[Opening Records for this task section]
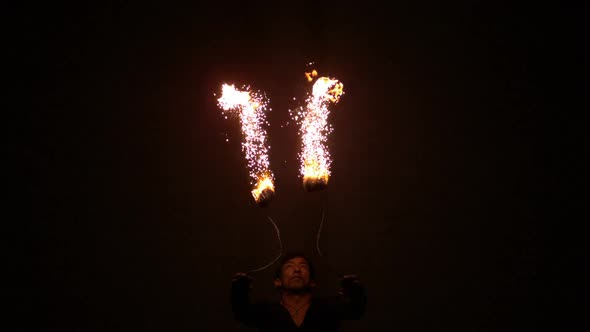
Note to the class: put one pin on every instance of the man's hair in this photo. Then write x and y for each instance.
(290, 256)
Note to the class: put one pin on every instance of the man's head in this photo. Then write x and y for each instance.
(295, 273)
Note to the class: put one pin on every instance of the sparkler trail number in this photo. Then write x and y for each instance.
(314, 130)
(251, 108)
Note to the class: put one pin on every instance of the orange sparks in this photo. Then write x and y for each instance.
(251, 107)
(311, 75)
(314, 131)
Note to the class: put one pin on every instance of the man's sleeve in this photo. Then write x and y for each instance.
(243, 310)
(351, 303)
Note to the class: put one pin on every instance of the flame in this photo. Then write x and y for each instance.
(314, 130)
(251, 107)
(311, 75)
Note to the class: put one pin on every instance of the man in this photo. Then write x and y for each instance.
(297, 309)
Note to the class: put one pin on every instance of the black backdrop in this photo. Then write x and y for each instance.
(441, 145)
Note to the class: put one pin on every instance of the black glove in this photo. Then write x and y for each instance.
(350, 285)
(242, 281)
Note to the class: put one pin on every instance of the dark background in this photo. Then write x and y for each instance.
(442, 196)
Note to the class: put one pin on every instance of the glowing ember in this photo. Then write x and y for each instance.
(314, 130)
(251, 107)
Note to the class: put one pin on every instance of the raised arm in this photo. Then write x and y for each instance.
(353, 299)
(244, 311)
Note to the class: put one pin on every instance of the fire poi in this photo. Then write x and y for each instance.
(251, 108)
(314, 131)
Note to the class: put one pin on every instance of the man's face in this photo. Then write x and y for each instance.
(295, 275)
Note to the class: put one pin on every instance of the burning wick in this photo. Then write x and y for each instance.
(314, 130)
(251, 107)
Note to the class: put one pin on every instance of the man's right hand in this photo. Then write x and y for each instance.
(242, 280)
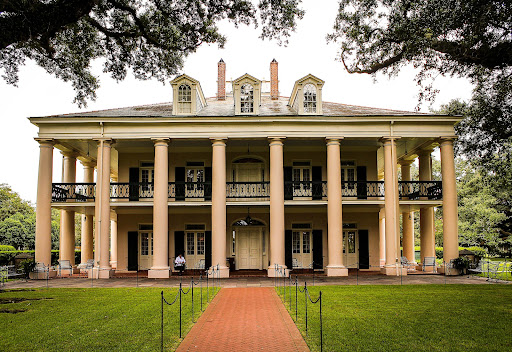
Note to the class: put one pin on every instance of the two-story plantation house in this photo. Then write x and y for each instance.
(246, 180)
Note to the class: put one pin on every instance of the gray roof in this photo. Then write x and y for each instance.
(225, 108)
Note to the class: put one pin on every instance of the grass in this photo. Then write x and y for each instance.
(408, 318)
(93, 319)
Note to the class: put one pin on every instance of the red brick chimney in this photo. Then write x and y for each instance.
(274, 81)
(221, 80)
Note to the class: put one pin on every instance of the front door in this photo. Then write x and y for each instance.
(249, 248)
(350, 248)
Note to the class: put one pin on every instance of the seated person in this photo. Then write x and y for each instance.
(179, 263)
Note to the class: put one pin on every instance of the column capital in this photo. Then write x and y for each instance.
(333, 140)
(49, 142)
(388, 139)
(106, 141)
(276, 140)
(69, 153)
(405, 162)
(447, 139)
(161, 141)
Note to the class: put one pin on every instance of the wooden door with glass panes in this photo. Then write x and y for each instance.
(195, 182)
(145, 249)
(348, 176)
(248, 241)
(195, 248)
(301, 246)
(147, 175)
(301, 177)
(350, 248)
[Closing Records for this task section]
Action item
Each line in the records above should be reproduced exactly; images are not copied.

Exercise answer
Note to the class: put one pin on every instance of the man's hair in this photo. Then write x and y for each instance.
(290, 256)
Note to the class: put one pin on every instance of the man's head in this photo. Then write x and y for each instance.
(295, 273)
Note to the class: put one pin on every instance of the sparkler trail number in this photo. Then write x and y for each instance.
(314, 130)
(251, 108)
Note to the class: put one pin on every instance of the orange sparks in this photo. Then write x and y for each instance.
(251, 107)
(311, 75)
(314, 131)
Note to the class: put one pin on every instance of the man's sleeve in this photo. Then write x and y for each instance.
(243, 310)
(351, 303)
Note to the class: put one pin on every instance of the flame in this photo. Then write x and y for each instance.
(314, 130)
(251, 107)
(311, 75)
Note to the class: put one pin on every instance of the man in this photo. Then write x and y for each instance.
(297, 309)
Note to the class: put one pin on every instance of the black backdrop in this photo. Then write x and y for each instance.
(441, 145)
Note to the class: put one pin on every instance of the black glove in this photo. Then write x and y for each instance.
(350, 285)
(242, 281)
Note to the class: put one pin on every instance of the dark background in this photo. Then write x and y for each instance.
(442, 196)
Note to the class: put one pin on every instance of the glowing ember in this photo. Then write x and y for each instance.
(314, 130)
(251, 107)
Note to the class: put one pin on every instance of the raised arm in this photo. Then write x and y for each instance.
(353, 299)
(244, 311)
Note to the class: put one pin on every instance of the fire poi in this photo. Then write x and y for each instance.
(251, 108)
(314, 131)
Note to the class: put one pin on every instance of the man's face in this photo. Then write x and y for each instance.
(295, 275)
Note to the class: put one pin on every instance of the burning wick in this photo. Then write x and y for each instance.
(314, 130)
(251, 107)
Note to the class: put one pin on every instance of the man's right hand in this photo. Then write x and y for each instance.
(242, 280)
Note to the class: put one pin on every instance of the two-story plantation house in this photo. Then write x and y for each instance.
(246, 180)
Note to the class: put one pin on every instance of the gray roof in this photo. Then write x and y for each instance.
(225, 108)
Note to the class: put one pin on every instance of the grass in this photo. Then write x and y for each instance.
(408, 318)
(93, 319)
Note to the class: put one pin on every instance of the red brick chimney in this photo. Then write x and y for each instance.
(274, 81)
(221, 80)
Note to the class: put one pin on every instance of the front door in this photo. Then write x and y for each instance.
(249, 248)
(350, 248)
Note to the class: put one pin on every instance of the seated person in this photo. Then write x and y for each instance.
(179, 263)
Note to the class: put one pin on every instance of the column capital in this photo. Then write x and y for each instance.
(333, 140)
(49, 142)
(388, 139)
(106, 141)
(276, 140)
(69, 153)
(405, 162)
(447, 139)
(161, 141)
Note to the class: put one pin on every instance of the wooden door with glass panes in this photo. Then write x and y for each instance.
(195, 182)
(145, 249)
(348, 176)
(248, 241)
(195, 248)
(301, 246)
(147, 175)
(301, 177)
(350, 248)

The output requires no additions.